*Materials provided*
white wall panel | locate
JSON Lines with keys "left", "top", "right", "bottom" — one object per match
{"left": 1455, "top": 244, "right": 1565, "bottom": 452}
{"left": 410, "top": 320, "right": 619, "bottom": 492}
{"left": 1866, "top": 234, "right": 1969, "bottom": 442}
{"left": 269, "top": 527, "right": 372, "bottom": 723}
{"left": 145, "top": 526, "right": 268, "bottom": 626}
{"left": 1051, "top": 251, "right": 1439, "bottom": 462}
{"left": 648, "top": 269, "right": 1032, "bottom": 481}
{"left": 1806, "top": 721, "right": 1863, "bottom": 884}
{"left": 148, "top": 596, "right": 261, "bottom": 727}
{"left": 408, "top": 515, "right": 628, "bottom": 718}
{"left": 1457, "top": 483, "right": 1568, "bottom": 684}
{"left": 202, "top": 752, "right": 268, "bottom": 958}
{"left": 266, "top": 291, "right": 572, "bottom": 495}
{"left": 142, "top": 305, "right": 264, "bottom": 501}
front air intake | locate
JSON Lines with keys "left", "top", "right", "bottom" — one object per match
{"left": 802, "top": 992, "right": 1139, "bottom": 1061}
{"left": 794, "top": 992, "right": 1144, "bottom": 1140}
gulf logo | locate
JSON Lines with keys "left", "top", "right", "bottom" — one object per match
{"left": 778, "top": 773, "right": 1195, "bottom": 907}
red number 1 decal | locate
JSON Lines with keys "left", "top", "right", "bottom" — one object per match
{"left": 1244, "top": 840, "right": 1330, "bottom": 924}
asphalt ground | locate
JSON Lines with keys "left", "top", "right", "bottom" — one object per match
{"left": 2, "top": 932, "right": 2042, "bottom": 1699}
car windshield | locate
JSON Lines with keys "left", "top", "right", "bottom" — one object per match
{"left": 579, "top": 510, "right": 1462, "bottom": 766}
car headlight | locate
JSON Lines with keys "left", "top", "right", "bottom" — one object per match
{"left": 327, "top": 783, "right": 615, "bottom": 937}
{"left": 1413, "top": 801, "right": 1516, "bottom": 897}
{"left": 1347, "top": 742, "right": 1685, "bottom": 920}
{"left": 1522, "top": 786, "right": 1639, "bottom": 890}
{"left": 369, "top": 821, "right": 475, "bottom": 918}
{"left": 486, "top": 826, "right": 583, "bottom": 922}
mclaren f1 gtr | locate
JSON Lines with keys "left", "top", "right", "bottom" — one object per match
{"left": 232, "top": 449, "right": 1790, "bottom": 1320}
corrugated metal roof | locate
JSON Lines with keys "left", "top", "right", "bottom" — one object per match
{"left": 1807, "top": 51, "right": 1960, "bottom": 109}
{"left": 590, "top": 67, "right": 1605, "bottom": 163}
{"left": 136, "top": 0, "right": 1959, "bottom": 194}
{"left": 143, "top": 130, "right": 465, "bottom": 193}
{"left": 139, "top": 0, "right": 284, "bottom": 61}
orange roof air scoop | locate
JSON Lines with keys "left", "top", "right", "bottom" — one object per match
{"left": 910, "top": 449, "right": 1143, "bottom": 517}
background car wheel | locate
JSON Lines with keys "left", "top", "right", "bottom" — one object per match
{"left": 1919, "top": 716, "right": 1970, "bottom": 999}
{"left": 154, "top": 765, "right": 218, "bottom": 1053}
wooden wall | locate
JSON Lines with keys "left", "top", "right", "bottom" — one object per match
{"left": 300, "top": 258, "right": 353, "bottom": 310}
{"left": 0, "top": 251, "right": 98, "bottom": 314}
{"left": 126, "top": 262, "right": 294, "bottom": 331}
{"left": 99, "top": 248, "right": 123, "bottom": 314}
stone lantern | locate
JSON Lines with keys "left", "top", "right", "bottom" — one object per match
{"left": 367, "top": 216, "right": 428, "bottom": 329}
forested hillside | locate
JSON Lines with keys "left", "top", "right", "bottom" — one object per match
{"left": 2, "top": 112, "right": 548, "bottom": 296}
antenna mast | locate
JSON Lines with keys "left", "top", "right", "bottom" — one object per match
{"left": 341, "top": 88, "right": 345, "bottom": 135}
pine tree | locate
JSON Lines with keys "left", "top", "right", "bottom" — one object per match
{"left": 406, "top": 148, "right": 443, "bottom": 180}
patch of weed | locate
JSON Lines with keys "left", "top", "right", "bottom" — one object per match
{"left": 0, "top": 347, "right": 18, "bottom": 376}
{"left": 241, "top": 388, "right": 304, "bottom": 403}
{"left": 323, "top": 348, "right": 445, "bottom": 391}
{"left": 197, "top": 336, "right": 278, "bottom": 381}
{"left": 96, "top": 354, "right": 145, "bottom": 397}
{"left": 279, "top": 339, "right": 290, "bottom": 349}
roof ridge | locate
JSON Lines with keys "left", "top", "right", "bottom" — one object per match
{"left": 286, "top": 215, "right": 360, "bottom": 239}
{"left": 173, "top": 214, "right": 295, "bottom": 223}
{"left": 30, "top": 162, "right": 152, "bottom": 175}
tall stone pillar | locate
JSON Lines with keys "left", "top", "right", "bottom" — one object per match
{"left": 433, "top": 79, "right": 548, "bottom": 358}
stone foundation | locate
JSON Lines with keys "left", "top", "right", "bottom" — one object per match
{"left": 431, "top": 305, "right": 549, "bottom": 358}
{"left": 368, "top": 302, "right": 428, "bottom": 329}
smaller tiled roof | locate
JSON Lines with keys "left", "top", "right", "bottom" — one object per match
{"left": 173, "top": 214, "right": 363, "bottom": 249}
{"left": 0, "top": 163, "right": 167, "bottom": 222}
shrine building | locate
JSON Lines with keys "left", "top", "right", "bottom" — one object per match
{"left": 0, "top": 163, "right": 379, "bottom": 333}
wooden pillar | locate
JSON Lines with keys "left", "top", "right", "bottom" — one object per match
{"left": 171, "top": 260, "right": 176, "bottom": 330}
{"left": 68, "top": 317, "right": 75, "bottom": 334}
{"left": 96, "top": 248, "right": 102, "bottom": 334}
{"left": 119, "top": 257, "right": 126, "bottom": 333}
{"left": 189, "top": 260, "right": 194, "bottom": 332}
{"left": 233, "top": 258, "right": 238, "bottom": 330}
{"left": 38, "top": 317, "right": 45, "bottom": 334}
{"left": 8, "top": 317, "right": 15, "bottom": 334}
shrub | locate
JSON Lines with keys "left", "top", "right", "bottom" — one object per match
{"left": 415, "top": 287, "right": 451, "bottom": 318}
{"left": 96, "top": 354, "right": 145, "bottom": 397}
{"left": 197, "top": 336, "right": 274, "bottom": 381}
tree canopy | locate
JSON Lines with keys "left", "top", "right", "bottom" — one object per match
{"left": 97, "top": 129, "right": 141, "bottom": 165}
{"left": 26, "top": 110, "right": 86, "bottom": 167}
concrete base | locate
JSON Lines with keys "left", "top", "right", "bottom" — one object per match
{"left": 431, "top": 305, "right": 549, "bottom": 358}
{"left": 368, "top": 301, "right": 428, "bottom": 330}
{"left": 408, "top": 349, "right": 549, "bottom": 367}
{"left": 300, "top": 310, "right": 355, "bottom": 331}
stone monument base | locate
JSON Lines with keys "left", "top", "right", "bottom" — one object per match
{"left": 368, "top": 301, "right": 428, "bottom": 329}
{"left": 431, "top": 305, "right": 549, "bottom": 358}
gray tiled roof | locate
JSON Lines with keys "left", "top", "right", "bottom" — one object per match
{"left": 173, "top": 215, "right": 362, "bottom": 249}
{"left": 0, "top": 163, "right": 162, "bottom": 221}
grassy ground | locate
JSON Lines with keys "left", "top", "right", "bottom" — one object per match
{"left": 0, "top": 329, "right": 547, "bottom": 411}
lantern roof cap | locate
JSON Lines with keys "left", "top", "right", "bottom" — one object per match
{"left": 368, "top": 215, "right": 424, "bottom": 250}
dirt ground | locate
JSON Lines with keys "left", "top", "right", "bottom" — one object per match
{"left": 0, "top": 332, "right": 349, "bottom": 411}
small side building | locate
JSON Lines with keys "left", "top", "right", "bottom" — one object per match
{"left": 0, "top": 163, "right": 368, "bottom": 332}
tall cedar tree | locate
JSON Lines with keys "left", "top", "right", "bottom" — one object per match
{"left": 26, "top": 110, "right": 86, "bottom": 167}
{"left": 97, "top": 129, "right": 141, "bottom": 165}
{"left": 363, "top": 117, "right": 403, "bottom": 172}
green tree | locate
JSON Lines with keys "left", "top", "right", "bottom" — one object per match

*Try it*
The exact lines of the material above starting at the one that contains "gulf logo | locate" and ending at the one that contains "car headlight | locate" are what to retype; leave out everything else.

*Solved problem*
gulf logo | locate
JSON Lines with keys "left", "top", "right", "bottom" — one object per match
{"left": 778, "top": 773, "right": 1195, "bottom": 907}
red number 1 decal | locate
JSON Lines with keys "left", "top", "right", "bottom" — one object per match
{"left": 1244, "top": 840, "right": 1330, "bottom": 924}
asphalt ground | locate
JSON Lines with keys "left", "top", "right", "bottom" — one object per match
{"left": 2, "top": 932, "right": 2042, "bottom": 1699}
car windshield | locate
JSON Lines with keys "left", "top", "right", "bottom" — one object per match
{"left": 579, "top": 510, "right": 1462, "bottom": 766}
car headlight | locate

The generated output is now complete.